* **LEESTEKST**
━━━━━━━━━━━━━━━━

Daders krijgen de kans hun verantwoordelijkheid te nemen

Een ander voorbeeld. K. (15) en G. (14) waren goede vrienden totdat K. een relatie kreeg met de ex-vriendin van G. Tijdens een gesprek hierover gaf G. een klap aan K., en brak daarbij zijn neus. Tijdens de bemiddeling vertellen de jongens over hun vriendschap en hoe zij dit incident hebben beleefd. G. verontschuldigt zich voor de klap. Er worden afspraken gemaakt. De officier van justitie en de rechter vinden seponering van de zaak echter een brug te ver, gezien de ernst van het incident. De rechter besluit tot schuldigverklaring zonder strafoplegging en baseert dat mede op de tijdens bemiddeling getoonde inzet van G.

Daders krijgen bij herstelbemiddeling de kans hun verantwoordelijkheid te nemen en hun slachtoffers onder ogen te komen. Waar mogelijk, kunnen ze de nadelige gevolgen van hun daad persoonlijk rechtzetten. Uit onderzoek van Lawrence W. Sherman en Heather Strang blijkt dat door deze confrontatie de kans op herhaling bij de dader afneemt. Voor slachtoffers biedt bemiddeling de mogelijkheid de dader in de ogen te kijken en te vertellen wat het delict met hen heeft gedaan. Niet zelden voelen ze zich daarna sterker.

━━━━━━━━━━━━━━━━

* **GEGEVENS**
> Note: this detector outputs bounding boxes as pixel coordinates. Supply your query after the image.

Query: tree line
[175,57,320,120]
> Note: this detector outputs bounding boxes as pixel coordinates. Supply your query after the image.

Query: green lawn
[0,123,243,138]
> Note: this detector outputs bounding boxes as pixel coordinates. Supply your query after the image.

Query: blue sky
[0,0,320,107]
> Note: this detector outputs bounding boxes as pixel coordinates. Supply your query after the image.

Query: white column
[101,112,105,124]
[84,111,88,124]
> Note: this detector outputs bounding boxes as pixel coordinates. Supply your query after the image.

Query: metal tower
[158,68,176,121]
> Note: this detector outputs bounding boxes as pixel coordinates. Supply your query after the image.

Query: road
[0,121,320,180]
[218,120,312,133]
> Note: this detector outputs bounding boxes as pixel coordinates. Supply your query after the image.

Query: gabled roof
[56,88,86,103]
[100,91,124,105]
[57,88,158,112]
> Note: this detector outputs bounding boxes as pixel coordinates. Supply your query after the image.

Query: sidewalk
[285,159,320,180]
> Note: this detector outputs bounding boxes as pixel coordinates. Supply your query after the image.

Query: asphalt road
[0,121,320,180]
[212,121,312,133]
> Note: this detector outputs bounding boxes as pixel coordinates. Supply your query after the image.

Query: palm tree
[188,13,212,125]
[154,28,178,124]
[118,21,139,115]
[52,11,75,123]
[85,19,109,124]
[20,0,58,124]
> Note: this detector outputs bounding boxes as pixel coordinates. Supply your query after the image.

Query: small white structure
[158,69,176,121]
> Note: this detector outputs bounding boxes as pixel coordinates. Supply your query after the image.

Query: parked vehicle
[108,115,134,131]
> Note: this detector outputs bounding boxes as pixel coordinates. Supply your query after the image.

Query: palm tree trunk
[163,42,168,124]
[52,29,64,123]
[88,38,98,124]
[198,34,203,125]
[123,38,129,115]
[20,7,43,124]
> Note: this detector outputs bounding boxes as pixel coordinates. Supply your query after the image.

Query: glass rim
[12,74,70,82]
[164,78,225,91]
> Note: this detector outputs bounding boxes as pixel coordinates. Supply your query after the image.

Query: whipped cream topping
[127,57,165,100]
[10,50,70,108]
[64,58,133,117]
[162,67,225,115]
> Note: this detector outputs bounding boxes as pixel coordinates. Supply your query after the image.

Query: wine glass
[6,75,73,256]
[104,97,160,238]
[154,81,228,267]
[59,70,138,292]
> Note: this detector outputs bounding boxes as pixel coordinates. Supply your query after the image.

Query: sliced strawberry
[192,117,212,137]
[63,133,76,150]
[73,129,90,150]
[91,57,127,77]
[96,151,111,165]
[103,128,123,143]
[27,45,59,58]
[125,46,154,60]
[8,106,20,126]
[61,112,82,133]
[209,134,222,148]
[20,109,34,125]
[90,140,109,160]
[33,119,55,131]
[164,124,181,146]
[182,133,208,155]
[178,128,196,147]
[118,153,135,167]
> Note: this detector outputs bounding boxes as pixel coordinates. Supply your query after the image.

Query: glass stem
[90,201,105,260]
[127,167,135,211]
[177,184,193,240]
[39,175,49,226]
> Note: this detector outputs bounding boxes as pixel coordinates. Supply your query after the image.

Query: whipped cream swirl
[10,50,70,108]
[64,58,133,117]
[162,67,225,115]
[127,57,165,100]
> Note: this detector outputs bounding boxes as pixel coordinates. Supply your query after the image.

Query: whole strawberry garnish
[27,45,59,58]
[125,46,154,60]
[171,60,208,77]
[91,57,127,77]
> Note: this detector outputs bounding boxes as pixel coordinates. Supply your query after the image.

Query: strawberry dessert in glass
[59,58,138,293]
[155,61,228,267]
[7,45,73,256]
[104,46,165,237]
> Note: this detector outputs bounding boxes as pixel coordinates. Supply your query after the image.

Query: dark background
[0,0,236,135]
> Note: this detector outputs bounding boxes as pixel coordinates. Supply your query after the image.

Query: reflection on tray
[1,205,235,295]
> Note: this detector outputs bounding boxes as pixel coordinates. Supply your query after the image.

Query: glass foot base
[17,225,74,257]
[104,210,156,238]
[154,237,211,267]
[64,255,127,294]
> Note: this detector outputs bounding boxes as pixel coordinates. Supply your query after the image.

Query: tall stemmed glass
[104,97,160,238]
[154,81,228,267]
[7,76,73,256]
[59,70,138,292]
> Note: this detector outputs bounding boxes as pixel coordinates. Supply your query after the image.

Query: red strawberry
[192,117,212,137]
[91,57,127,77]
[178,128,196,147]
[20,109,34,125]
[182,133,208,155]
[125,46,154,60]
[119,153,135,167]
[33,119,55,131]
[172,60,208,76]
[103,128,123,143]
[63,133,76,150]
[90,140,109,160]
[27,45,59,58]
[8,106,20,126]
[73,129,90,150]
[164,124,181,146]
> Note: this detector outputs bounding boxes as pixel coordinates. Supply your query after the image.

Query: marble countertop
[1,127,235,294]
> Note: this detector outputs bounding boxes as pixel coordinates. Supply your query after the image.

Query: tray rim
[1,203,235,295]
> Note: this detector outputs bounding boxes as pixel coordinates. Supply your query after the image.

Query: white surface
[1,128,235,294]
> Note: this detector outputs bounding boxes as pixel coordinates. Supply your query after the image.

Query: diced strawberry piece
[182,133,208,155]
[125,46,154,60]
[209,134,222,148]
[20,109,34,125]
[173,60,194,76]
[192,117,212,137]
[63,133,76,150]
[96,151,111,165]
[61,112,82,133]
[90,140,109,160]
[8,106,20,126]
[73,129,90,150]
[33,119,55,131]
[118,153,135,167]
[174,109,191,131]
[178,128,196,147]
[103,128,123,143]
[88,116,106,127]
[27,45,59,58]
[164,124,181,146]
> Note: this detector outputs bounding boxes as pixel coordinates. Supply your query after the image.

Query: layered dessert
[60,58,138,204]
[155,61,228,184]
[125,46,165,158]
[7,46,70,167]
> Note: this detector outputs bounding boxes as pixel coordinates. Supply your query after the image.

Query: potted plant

━━━━━━━━━━━━━━━━

* **OPDRACHT 1**
Schrijf uit de tekst over herstelbemiddeling het stuk over dat begint met "Daders krijgen bij" en doorloopt tot en met "zich daarna sterker.".
* **OPDRACHT 2**
Beantwoord met de tekst over herstelbemiddeling de volgende vragen.
(a) Hoe oud is G.?
(b) Waartoe besluit de rechter in de zaak van K. en G.?
(c) Uit wiens onderzoek blijkt dat de kans op herhaling bij de dader afneemt?
* **OPDRACHT 3**
Zet de tekst over herstelbemiddeling voort na de laatste zin.

* **ANTWOORD 1**
Daders krijgen bij herstelbemiddeling de kans hun verantwoordelijkheid te nemen en hun slachtoffers onder ogen te komen. Waar mogelijk, kunnen ze de nadelige gevolgen van hun daad persoonlijk rechtzetten. Uit onderzoek van Lawrence W. Sherman en Heather Strang blijkt dat door deze confrontatie de kans op herhaling bij de dader afneemt. Voor slachtoffers biedt bemiddeling de mogelijkheid de dader in de ogen te kijken en te vertellen wat het delict met hen heeft gedaan. Niet zelden voelen ze zich daarna sterker.

* **ANTWOORD 2**
(a) 14 jaar.
(b) Tot schuldigverklaring zonder strafoplegging.
(c) Uit onderzoek van Lawrence W. Sherman en Heather Strang.

* **ANTWOORD 3**
Om die redenen wordt in het buitenland al jaren bemiddeld in strafzaken. Oostenrijk, België, Duitsland en het Verenigd Koninkrijk hebben er goede ervaringen mee. Verder weg geldt dat ook voor Argentinië, de Verenigde Staten, Nieuw Zeeland en Australië.

De tijd is er naar: herstelrecht

In Nederland hebben al verschillende proeven met herstelbemiddeling plaatsgevonden, maar niet eerder met zo veel steun vanuit het OM. De tijd is er ook naar: in 2012 trad artikel 51h  Wetboek van Strafvordering in werking, dat spoort OM en de politie aan tijdig naar bemiddeling te verwijzen.

Natuurlijk, een gesprek tussen dader en slachtoffer helpt niet altijd. Ook is bij sommige, ernstige delicten een uitspraak van de rechter – die spreekt namens de hele maatschappij – noodzakelijk; zonder bemiddeling uit te sluiten overigens. Maar in een gezonde strafrechtsketen is herstelbemiddeling onmisbaar; in plaats van, maar ook als onderdeel van het strafrecht.

Ik hoop daarom dat de proeven waarvoor staatssecretaris Teeven vandaag het startsein geeft, ertoe zullen leiden dat herstelbemiddeling ook in Nederland de normaalste zaak van de wereld wordt.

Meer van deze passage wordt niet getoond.